■ **To do**
[a] From the Hoboken e-bike ordinance text, could you write out the passage from "E-bikes are a" to "overheat or explode." word for word?
[b] In the Hoboken e-bike ordinance text, what can set off the fires that e-bikes have become associated with? Answer in one to three sentences.

■ **Selected excerpt**
But officials and advocates have been peppered with questions in recent days as the Hudson County city prepares for a new e-bike safety ordinance that will go into effect next week.
The ordinance includes new rules about the lithium-ion batteries that power the bikes.
Under Hoboken’s ordinance, the use, sale and repair of second-hand batteries are banned. E-bike and e-scooter riders will also be prohibited from charging or storing their devices in the common areas of residential properties with three or more units.
Anyone found to be violating the ordinance will be issued a warning. If the problem continues, violators can be slapped with fines of up to $2,000 per violation, per day.
E-bikes are a fast and convenient way to zip around a city, and have skyrocketed in popularity since the pandemic. But they have also become associated with a fast-moving kind of fire that can ignite if their batteries overheat or explode.

■ **Data for review**
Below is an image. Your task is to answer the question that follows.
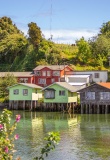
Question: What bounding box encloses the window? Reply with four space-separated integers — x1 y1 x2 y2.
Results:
59 91 65 96
38 78 46 84
100 92 110 100
13 89 19 94
94 73 99 78
53 71 60 76
45 90 55 99
51 78 55 83
23 89 28 96
19 78 28 83
47 71 51 76
86 92 95 100
35 71 41 76
42 71 46 76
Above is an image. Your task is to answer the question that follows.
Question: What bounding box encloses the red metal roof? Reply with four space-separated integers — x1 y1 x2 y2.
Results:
97 82 110 89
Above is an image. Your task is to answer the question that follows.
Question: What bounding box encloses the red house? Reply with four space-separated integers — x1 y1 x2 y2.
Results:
33 65 73 87
0 72 34 83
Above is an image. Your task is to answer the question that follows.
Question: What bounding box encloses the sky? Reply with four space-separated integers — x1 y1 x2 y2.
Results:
0 0 110 44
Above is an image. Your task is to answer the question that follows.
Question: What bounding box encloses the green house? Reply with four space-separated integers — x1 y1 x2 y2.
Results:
8 83 42 109
43 82 78 110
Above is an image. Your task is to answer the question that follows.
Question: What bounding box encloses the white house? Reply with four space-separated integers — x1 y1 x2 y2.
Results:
65 70 108 82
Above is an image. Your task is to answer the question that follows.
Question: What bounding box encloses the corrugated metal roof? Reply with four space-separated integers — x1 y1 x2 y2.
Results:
33 65 68 70
8 83 42 89
0 72 33 77
97 82 110 89
43 82 79 92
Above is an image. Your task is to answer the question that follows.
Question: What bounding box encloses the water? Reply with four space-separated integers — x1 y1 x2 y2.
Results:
2 111 110 160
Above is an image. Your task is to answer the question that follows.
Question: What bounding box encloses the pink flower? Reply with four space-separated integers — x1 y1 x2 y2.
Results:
4 147 8 153
14 134 19 140
16 115 21 122
0 124 3 129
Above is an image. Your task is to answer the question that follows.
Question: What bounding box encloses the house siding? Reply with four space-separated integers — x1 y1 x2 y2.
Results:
44 84 77 103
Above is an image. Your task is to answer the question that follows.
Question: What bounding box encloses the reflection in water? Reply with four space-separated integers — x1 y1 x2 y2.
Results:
4 111 110 160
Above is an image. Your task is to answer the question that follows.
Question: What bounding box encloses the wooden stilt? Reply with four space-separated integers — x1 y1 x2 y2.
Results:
31 101 33 111
23 100 25 110
86 104 88 114
97 104 100 114
105 104 108 114
89 104 91 114
81 104 83 114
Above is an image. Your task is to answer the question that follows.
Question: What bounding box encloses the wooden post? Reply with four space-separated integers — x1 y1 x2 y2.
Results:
86 104 88 114
9 101 11 109
31 100 33 110
73 103 75 114
105 104 108 114
89 104 91 114
97 104 100 114
23 100 25 110
16 101 18 109
81 104 83 114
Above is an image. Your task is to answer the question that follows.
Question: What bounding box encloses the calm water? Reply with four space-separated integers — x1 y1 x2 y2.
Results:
2 111 110 160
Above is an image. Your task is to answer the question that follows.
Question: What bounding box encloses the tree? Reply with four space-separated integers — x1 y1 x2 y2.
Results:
100 21 110 38
0 74 17 99
0 17 28 64
28 22 42 50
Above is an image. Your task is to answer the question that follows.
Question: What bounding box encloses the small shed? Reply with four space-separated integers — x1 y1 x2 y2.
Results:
43 82 78 112
8 83 42 110
78 82 110 114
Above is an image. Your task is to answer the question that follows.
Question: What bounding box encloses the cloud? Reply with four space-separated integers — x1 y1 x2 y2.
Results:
42 29 98 44
19 24 99 44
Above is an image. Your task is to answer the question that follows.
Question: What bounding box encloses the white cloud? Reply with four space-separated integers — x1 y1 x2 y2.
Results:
21 26 99 44
42 30 98 44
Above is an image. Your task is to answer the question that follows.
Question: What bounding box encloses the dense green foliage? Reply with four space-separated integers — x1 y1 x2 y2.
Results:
0 74 17 102
0 17 110 71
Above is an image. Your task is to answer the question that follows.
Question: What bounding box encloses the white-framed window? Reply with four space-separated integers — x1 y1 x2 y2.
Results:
85 92 95 100
23 89 28 96
94 73 99 78
35 71 41 76
13 89 19 94
42 71 46 76
51 78 55 83
100 92 110 100
38 78 46 84
53 71 60 76
44 90 55 99
19 78 28 83
47 71 51 76
59 90 65 96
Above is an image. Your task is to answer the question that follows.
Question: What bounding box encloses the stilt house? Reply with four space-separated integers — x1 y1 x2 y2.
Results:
43 82 78 112
8 83 42 110
78 82 110 114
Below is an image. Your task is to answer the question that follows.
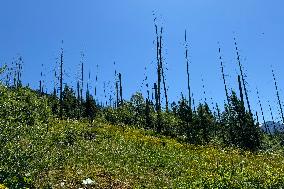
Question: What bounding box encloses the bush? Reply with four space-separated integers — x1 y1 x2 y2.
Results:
0 85 52 188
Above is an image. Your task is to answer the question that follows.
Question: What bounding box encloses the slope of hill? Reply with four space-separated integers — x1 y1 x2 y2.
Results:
0 87 284 188
260 121 284 134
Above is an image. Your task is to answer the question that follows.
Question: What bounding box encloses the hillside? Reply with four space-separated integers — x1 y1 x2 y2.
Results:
0 86 284 188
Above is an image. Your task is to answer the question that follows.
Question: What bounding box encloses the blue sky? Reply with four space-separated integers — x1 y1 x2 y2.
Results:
0 0 284 122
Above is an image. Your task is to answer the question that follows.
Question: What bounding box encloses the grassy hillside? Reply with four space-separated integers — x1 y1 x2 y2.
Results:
0 86 284 188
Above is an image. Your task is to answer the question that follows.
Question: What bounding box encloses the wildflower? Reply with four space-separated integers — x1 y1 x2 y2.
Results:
83 178 95 185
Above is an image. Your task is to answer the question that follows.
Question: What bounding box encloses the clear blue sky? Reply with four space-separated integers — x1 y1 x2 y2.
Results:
0 0 284 122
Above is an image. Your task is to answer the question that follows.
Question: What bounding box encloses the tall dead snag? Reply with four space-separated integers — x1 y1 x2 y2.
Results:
118 73 123 106
238 75 245 107
59 41 63 119
184 30 192 108
201 77 207 104
234 38 252 115
17 56 24 88
154 24 162 132
271 69 284 123
115 81 119 108
268 101 276 132
256 88 270 133
159 27 169 112
155 25 161 112
219 44 230 105
80 52 85 106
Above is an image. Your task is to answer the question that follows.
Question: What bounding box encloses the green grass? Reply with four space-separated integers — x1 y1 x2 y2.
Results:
0 86 284 189
7 121 284 188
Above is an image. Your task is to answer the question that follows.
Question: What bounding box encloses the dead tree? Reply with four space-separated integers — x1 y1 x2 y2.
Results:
219 44 230 105
234 38 252 115
184 30 192 108
59 41 63 119
272 69 284 123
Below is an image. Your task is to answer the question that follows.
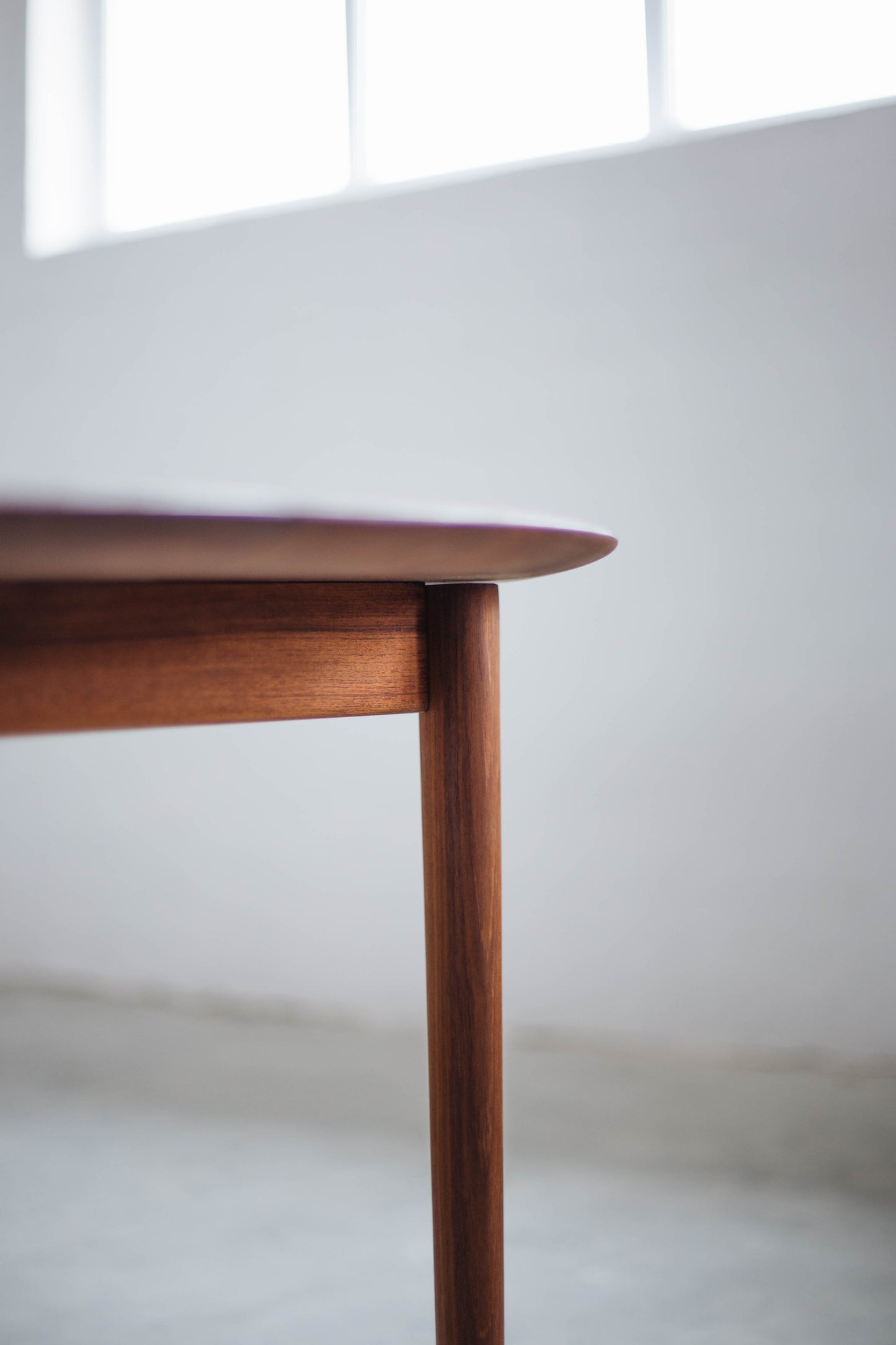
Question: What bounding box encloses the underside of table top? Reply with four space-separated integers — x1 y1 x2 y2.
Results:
0 496 616 583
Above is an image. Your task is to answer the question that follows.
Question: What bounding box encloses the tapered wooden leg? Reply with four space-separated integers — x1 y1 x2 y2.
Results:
420 584 503 1345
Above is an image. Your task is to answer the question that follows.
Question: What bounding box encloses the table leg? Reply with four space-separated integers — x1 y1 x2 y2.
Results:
420 584 503 1345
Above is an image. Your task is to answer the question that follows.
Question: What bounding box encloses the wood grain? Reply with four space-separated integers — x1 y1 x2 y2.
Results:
0 500 616 583
0 584 426 733
420 584 503 1345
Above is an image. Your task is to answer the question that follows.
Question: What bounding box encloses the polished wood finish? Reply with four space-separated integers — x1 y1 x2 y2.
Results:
0 584 426 733
420 584 503 1345
0 492 616 583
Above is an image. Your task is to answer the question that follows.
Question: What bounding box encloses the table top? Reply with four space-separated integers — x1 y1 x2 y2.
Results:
0 488 616 583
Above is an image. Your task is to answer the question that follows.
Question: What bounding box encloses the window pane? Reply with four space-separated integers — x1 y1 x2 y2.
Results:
670 0 896 127
105 0 349 229
360 0 647 182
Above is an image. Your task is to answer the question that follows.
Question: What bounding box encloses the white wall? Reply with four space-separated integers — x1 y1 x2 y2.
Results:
0 2 896 1052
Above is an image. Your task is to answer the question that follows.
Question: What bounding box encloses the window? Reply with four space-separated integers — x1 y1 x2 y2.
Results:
25 0 896 254
669 0 896 128
104 0 349 230
360 0 647 182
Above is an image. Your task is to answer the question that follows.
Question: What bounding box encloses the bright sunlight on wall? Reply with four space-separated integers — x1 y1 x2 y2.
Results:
25 0 896 256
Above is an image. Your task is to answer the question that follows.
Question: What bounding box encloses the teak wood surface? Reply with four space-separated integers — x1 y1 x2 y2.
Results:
420 584 503 1345
0 492 615 1345
0 584 426 733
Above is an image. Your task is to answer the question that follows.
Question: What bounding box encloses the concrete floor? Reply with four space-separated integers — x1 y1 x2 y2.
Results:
0 990 896 1345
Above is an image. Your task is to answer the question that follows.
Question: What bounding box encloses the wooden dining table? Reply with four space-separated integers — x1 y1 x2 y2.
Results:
0 491 616 1345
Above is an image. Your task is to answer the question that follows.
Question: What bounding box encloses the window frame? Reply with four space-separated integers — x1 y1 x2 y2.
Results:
24 0 896 257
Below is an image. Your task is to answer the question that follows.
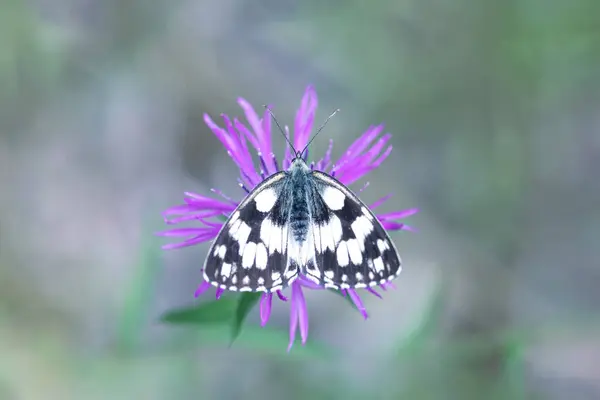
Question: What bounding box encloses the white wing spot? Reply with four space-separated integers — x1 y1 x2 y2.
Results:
229 211 240 226
336 242 350 267
351 215 373 250
256 243 268 270
219 244 227 259
221 263 231 278
242 242 256 269
230 221 252 255
329 215 343 244
373 257 385 274
377 239 390 253
323 186 346 211
346 239 362 265
254 189 277 212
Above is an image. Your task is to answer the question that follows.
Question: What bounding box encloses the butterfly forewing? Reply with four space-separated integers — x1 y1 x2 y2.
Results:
304 171 402 289
204 157 402 292
204 172 295 292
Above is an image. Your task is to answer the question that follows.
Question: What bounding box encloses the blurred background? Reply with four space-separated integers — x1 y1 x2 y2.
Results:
0 0 600 400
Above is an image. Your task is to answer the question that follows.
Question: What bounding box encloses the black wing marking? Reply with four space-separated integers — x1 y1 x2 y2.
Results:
203 172 297 292
303 171 402 289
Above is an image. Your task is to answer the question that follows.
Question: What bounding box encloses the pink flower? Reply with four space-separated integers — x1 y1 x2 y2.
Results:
158 86 418 351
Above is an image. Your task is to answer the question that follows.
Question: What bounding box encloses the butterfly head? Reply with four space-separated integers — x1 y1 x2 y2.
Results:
264 105 340 165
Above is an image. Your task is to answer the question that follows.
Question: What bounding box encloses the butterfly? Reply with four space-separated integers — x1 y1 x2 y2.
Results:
203 107 402 292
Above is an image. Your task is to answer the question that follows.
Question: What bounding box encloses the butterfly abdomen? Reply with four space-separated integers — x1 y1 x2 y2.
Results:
289 173 310 243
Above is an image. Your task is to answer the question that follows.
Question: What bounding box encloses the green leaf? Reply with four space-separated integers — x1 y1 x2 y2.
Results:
160 297 237 325
229 292 262 346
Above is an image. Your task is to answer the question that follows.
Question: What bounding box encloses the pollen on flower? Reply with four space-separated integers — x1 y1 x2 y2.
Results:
158 86 418 351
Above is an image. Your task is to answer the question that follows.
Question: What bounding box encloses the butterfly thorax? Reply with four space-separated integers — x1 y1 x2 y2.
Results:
288 158 312 243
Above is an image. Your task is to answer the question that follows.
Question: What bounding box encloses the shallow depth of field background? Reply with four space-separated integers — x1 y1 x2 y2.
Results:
0 0 600 400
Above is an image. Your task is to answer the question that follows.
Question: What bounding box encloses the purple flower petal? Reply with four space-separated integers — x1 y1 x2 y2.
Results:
288 281 308 352
194 281 211 297
260 293 273 326
277 290 287 301
377 208 419 221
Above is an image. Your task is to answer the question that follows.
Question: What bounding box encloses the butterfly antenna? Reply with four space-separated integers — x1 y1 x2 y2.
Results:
263 105 298 155
300 108 340 159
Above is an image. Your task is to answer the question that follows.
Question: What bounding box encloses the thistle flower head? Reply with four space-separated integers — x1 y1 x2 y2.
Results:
159 86 417 350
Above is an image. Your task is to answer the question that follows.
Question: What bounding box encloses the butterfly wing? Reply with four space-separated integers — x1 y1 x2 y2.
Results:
203 172 297 292
303 171 402 289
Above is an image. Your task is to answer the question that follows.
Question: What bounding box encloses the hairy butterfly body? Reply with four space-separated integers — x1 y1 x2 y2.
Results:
203 154 402 292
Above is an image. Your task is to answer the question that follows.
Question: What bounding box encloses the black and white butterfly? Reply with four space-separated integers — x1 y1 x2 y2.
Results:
203 110 402 292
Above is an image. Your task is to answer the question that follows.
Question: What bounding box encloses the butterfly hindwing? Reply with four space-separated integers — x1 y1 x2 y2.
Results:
306 171 402 289
204 172 293 292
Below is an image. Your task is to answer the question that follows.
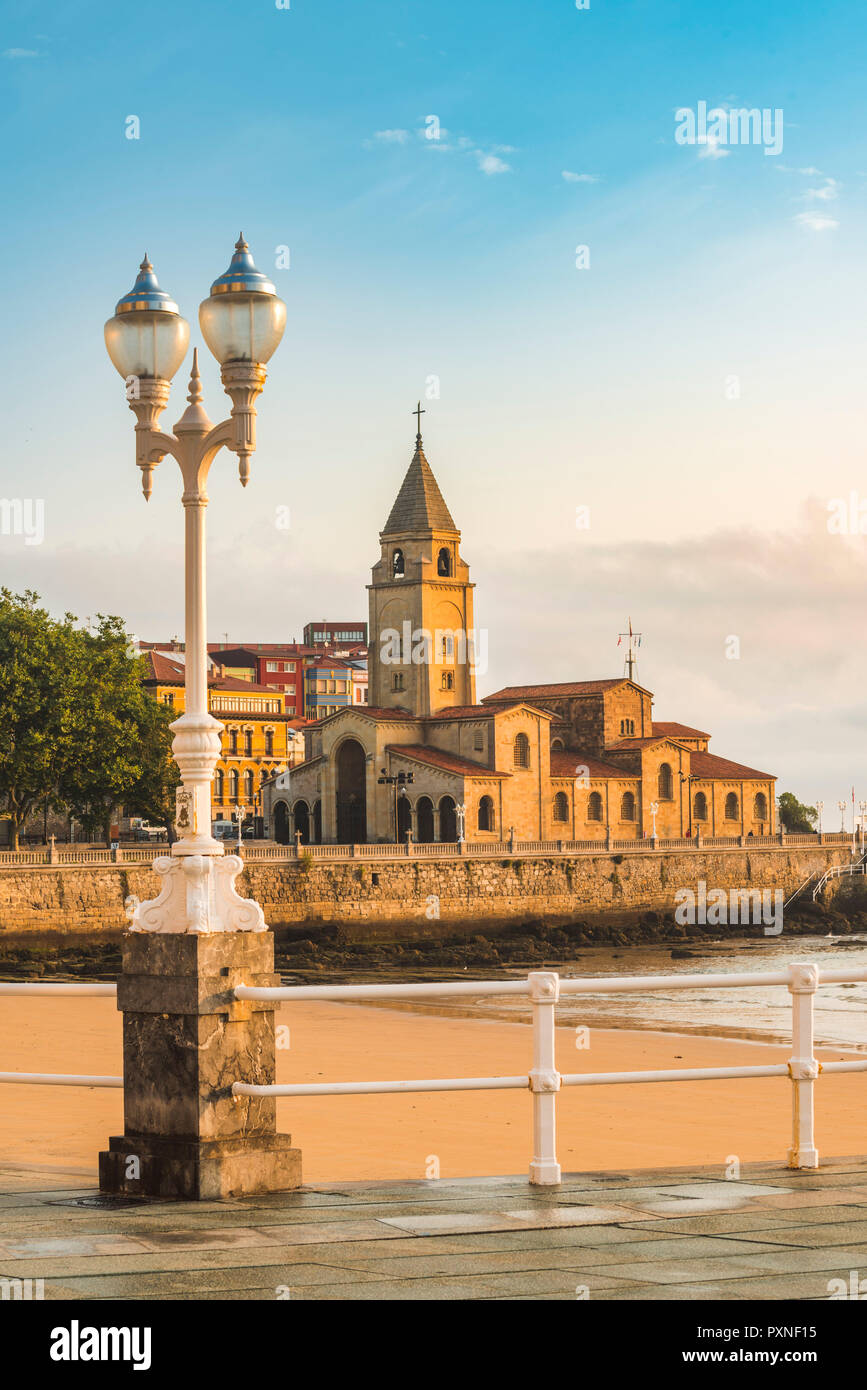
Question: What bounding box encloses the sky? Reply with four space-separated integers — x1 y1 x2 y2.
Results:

■ **Exercise results**
[a]
E-bikes are a fast and convenient way to zip around a city, and have skyrocketed in popularity since the pandemic. But they have also become associated with a fast-moving kind of fire that can ignite if their batteries overheat or explode.

[b] The fast-moving fires linked to e-bikes can ignite when the bikes' batteries overheat or explode.